# [Aim]
Please copy every one of the records below, line by line, without changing anything.

# [Source data]
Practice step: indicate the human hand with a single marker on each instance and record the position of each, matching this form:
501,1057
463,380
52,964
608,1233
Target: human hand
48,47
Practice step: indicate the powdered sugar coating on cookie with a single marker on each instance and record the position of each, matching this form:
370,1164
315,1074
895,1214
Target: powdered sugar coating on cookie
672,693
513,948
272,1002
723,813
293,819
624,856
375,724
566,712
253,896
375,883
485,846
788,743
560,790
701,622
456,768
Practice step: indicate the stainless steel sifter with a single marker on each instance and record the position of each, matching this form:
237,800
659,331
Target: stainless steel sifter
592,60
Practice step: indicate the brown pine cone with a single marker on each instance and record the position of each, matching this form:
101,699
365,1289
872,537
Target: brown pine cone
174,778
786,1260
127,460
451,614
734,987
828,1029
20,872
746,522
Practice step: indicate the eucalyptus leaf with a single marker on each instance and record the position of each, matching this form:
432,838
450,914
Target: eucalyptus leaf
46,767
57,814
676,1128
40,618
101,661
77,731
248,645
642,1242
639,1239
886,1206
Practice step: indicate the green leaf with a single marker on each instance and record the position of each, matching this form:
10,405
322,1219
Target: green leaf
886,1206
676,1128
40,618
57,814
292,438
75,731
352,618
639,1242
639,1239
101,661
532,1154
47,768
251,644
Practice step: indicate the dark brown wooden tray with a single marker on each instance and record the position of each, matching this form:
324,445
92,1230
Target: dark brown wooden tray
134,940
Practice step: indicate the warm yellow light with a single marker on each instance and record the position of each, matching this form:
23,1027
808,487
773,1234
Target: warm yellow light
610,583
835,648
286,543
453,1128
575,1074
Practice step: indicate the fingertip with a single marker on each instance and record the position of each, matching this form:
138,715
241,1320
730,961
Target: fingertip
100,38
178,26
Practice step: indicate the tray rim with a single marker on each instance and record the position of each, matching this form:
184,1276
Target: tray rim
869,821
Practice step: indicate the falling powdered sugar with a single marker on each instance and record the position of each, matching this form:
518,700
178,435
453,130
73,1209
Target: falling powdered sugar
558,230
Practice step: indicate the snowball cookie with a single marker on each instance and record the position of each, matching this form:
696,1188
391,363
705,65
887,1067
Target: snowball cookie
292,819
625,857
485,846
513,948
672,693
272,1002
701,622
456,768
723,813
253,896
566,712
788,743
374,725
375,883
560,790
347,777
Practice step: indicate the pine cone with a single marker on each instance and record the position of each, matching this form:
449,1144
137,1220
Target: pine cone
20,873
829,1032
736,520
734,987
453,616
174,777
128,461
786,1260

# [The result]
Practice step: indicate the human hand with a single marker on each instance and record the position of each, matching this form:
501,1057
463,380
52,964
608,1233
Target: human hand
48,47
Practice step: indicate the powdered sugar coating on cookie with a single marker on each instance and record the position of each, matching this form:
370,1164
315,1074
895,1214
Target: powdered sugar coating on cookie
672,693
513,948
272,1002
723,813
293,819
624,856
375,724
566,712
253,896
375,883
485,846
788,743
560,790
701,622
456,768
Practice step: indicate the stainless steel sifter with a single marker on each instance and record the position of each, matching this form:
237,800
659,331
Target: stainless steel sifter
592,60
Practice step: indicate the brown pine cone with a single marker on each instance and record the position of each, matching this form:
101,699
365,1289
872,537
Target: brown pine cone
174,778
786,1260
127,460
451,614
734,987
828,1029
20,872
746,522
Practice step: indicate the eucalyptus leaf with a single marker on each instance and record the position of each, matching this form:
432,838
450,914
Target: eucalyptus leaf
46,767
57,814
676,1128
40,618
101,661
77,731
248,645
642,1242
639,1239
886,1206
Practice step: indicate the green leaf with a single marker on each instance and record the position of each, matching this form:
10,405
322,1219
Target: green leaf
886,1206
676,1128
40,618
57,814
292,438
75,731
352,618
639,1242
639,1239
101,661
532,1154
47,768
251,644
Practice step: indicate the dark brown wooden tray with a single marker on each instance and record the position of each, matching this form:
324,445
92,1230
Target: dark brown wooden tray
134,940
Practice step: indicate the warm yellow light with a single marker on each instance and record the position of each, matching this form:
23,1027
808,487
773,1234
Target: warm yellow light
610,583
835,648
286,543
453,1128
575,1074
Practice step: indicate the fingertip with a single marker on each instance and record the position of each, matching this form:
138,715
241,1320
730,961
Target: fingertip
100,38
178,26
Practice step: indicate the tray rim with a single marker on each instance and record the position of each, matching this form:
184,1276
Target: tray rim
869,821
Practice step: indicate the falling powdered sugar with a single marker on each instance and record the position of each, matching this form:
518,700
178,435
453,130
73,1209
Target: falling powdered sugar
558,230
Practice step: indicate the snowball cookie with a single marker on each instance and record the position of each, matching this form:
696,1188
391,363
705,65
887,1067
Target: snowball cookie
292,819
625,857
485,846
513,948
672,693
272,1002
701,622
456,768
723,813
253,896
566,712
788,743
374,725
375,883
560,790
347,777
Practice step: indicate the pine cone with a single marker on each instance and record the position of each, matching this form:
449,1144
137,1220
Target: pine cone
20,873
829,1032
736,520
734,987
453,616
174,777
128,461
786,1260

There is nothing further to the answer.